• REQUIRED WORK:
Copy the following rows line for line, without changing any character.

(Shape labeling rows)
----------------

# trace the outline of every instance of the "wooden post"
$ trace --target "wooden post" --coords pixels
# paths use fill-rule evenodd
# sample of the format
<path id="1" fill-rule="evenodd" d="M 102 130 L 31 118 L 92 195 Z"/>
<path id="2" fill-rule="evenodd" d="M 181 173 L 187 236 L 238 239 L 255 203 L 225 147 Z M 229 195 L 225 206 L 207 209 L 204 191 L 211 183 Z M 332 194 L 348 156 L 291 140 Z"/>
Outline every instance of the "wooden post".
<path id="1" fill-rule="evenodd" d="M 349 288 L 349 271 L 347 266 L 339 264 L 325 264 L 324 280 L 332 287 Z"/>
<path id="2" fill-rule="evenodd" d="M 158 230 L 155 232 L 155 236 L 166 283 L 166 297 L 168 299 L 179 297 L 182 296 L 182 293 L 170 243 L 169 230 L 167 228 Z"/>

----------------

• RESULT OF THIS EXERCISE:
# trace the outline of every instance of the "wooden post"
$ trace --target "wooden post" --coords pixels
# paths use fill-rule evenodd
# sample of the format
<path id="1" fill-rule="evenodd" d="M 102 130 L 31 118 L 92 195 Z"/>
<path id="2" fill-rule="evenodd" d="M 181 173 L 187 236 L 238 239 L 255 203 L 225 147 Z M 229 195 L 225 206 L 207 209 L 204 191 L 211 183 Z M 332 194 L 348 156 L 291 140 Z"/>
Outline every instance of the "wooden post".
<path id="1" fill-rule="evenodd" d="M 349 288 L 349 271 L 347 266 L 339 264 L 325 264 L 324 280 L 332 287 Z"/>
<path id="2" fill-rule="evenodd" d="M 158 230 L 155 232 L 155 236 L 166 283 L 166 297 L 168 299 L 179 297 L 182 296 L 182 293 L 170 243 L 169 230 L 167 228 Z"/>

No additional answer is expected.